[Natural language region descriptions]
---

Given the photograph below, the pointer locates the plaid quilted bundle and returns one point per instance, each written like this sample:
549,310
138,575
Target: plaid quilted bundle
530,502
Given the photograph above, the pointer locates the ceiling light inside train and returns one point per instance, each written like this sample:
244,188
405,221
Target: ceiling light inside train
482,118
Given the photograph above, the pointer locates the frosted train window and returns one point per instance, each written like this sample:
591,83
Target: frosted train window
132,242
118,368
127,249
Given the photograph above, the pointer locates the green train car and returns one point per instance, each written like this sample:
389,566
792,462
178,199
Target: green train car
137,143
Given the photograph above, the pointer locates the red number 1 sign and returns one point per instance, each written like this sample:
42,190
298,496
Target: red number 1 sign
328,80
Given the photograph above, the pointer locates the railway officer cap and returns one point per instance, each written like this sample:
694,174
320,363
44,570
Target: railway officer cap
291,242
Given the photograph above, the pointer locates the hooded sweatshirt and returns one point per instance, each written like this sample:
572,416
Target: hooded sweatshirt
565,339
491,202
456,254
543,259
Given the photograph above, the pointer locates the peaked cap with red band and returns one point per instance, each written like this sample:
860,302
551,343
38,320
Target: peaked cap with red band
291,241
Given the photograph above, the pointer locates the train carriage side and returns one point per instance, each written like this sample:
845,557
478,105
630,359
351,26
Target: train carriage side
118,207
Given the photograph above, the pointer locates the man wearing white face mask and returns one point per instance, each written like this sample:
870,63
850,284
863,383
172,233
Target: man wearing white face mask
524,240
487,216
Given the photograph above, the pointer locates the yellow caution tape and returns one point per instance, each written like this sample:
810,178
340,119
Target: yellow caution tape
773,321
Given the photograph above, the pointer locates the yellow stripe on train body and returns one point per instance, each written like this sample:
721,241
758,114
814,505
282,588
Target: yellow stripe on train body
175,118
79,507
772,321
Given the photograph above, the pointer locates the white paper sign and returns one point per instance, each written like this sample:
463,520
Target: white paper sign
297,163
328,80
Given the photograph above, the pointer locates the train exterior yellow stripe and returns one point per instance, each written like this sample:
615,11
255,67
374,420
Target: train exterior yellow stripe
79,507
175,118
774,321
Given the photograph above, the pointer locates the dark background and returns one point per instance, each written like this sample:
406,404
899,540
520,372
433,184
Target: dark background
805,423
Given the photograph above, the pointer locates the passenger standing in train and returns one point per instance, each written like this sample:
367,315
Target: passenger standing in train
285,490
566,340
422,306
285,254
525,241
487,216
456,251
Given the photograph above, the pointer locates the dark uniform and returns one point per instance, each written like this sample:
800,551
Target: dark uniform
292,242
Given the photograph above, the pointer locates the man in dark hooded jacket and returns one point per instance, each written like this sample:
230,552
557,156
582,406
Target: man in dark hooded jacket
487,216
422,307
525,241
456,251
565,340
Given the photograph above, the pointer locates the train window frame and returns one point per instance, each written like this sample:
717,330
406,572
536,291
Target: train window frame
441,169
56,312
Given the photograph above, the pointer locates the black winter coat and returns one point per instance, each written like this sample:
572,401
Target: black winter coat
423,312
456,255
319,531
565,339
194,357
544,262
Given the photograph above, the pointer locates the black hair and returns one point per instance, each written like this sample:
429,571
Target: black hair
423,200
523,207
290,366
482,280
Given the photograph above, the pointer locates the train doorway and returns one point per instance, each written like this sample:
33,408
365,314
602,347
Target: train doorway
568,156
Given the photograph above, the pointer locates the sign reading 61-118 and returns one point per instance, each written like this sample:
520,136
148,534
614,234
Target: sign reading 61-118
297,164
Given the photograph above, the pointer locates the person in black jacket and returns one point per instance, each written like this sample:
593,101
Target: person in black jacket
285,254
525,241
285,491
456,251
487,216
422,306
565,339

---

» Task goal
Your reply should be all of the data, returned exactly.

» The completed task
Given the photograph below, the pointer locates the plaid quilted bundle and returns one point per instance, each written like this sample:
549,310
138,575
Target: plaid quilted bundle
530,502
Given the photograph above, the pointer locates the ceiling light inside train and returns one point per instance, each written like this sample:
244,188
405,221
Target: ceiling light inside train
482,118
Given the photograph above, the pointer locates the frosted train window and returns one point per instance, each written like this sample:
591,83
Target: frosted train window
132,242
118,368
127,249
Given the photograph above, the pointer locates the green train car and returns one point per instance, each written like this sample:
389,566
792,462
178,199
Target: green train car
137,143
Given the photograph above, the pointer locates the red number 1 sign and returns one point per instance, each written like this sample:
42,190
298,496
Target: red number 1 sign
328,80
Given the photograph above, the pointer locates the railway officer cap and returns one point per instance, each written like this sample:
694,174
320,363
44,570
Target: railway officer cap
291,242
Given the photograph above, the pointer locates the hooded sweatshirt and returns one point per instance, each written like this sample:
572,416
Target: hooded sweatshirt
565,339
491,202
456,254
543,259
Given the photograph above, the pointer locates the peaked cap with red band and returns one point per instance, each written like this sample:
860,302
551,343
38,320
Target: peaked cap with red band
291,241
Given the photograph above, the pointer locates the train carriage side and returns one point per instance, each written like this sample:
845,557
478,105
630,359
351,26
Target: train carriage side
118,207
Given the photograph above, the pointer locates the man wearing white face mask and returns one point per instance, each written like this sample:
870,63
850,284
863,383
172,233
Target: man wearing white face mask
524,240
487,216
Given the photograph above, the pointer locates the yellow caution tape and returns one point per instance, each written like this sample:
810,178
340,119
Target: yellow caution tape
773,321
Given the photograph above, the pointer locates the yellow stripe on train body and returns one point per instance, each written like this sample:
721,241
758,114
814,505
282,588
Target: yellow stripe on train body
175,118
79,507
772,321
Given the photograph above, the pointer locates the white paper sign and returns one point per instance, each written like this sample:
463,520
Target: white paper sign
297,163
328,80
Given the photograph above, the pointer locates the train exterior yellow stripe and returns one point per instance, each written like this sample:
615,11
255,67
374,420
Target: train exterior yellow stripe
79,507
175,118
774,321
Given the photograph above, the pointer locates the dark background and returns one point per instance, each written like this sample:
406,404
899,540
520,372
433,184
Target: dark background
805,423
Given the photograph above, the pointer locates the passenger standing in train and returns one point per instance, each written like this sample:
367,315
Target: passenger standing in train
285,490
566,340
422,306
285,254
525,241
487,216
456,251
Given the photograph above, the pointer locates the dark uniform and returns one point per instance, each written like this sample:
800,551
Target: dark uniform
292,242
Given the photograph above, the pointer locates the man in dark hooded jacket and returns one point per instance, each written like this sample:
230,552
557,156
582,406
Target: man in dark hooded jacket
487,216
422,307
525,241
456,251
565,340
Given the photograph above, the pointer locates the train window frame and returns one point per instance, each written like this sample:
717,330
406,572
536,291
Target: train window frame
441,169
56,312
Given the photograph above, the pointer locates the black winter coat and returns one point per instance, each written like this sample:
572,401
Target: black winter coat
423,312
456,255
319,531
565,339
194,357
544,262
Given the photograph above, the pointer locates the black hair and returns one point per instance, each written like this sample:
429,571
Target: black hair
423,200
523,207
290,366
482,280
Given the photograph above, the pointer locates the train doorway and returns one point per instance, each written like this sample:
33,408
365,314
602,347
Target: train doorway
568,156
Given the photograph above, the pointer locates the sign reading 61-118 and returns one point per instance, each written like this sample:
520,136
148,534
614,234
Target: sign reading 61-118
297,164
Given the photograph above, the pointer locates the person in black jacket and returns one point per instance, each written like this sample:
593,101
Target: person in black jacket
285,254
525,241
285,491
456,251
487,216
422,306
565,339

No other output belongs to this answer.